> [Aufgabenstellung]
Prüfen Sie anhand des Textauszugs über den Film zur »Iuventa«, ob die Aussagen (a), (b) und (c) mit ihm übereinstimmen. Antworten Sie jeweils mit Ja oder Nein und zitieren Sie die entscheidenden Worte des Textauszugs wörtlich.
(a) Die jungen Retter retten bei der ersten Mission innerhalb von 15 Tagen 2000 Menschen das Leben.
(b) Das im Text genannte Verfahren ist inzwischen abgeschlossen.
(c) Im August 2017 wird das Schiff in einem spanischen Hafen beschlagnahmt.

> [Textauszug]
Der Film beginnt mit der ersten Mission der »Iuventa« als Seenotrettungsschiff und beobachtet die jungen Retter, die voller Tatendrang und Optimismus innerhalb von 15 Tagen 2000 Menschen das Leben retten. Sie werden mit tiefer Dankbarkeit, aber auch mit dem Tod konfrontiert. Während des Winters liegt das Schiff in der Werft, wird repariert. Währenddessen diskutieren die Retter den Sinn der Mission und ihre Zukunft. Einzelne machen sich auf den Weg, um die von ihnen geretteten Menschen in italienischen Flüchtlingscamps aufzusuchen. Im darauffolgenden Frühjahr sticht das Schiff erneut in See. Doch im August 2017 wird die »Iuventa« in einen italienischen Hafen beordert und dort von den Behörden beschlagnahmt. Die Staatsanwaltschaft erhebt schwere Vorwürfe: Menschenschmuggel und Zusammenarbeit mit Schlepperbanden. Ein Verfahren, das bis heute andauert.
Innerhalb der Initiative kommt es auch immer wieder zu Streit. Nehmen wir den europäischen Behörden eine Last ab, die sie sonst tragen würden? Rechnen Schlepper mit unserer Präsenz?
Der Film, der an diesem Montag bundesweit in die Kinos kommt, ist ein mitreißendes Dokument, der das spontane Engagement der Helfer von »Jugend Retter« mit all ihren Zweifeln festhält. Er zeichnet ein aufrichtiges Bild der Unerfahrenheit der Helfer und zeigt, an welche Grenzen sie stoßen.

> [Gesammelte Daten]
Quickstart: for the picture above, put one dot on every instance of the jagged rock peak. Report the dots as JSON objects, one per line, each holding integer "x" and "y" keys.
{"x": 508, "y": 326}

> [Lösung]
(a) Ja – „innerhalb von 15 Tagen 2000 Menschen das Leben retten“
(b) Nein – „Ein Verfahren, das bis heute andauert.“
(c) Nein – „in einen italienischen Hafen beordert und dort von den Behörden beschlagnahmt“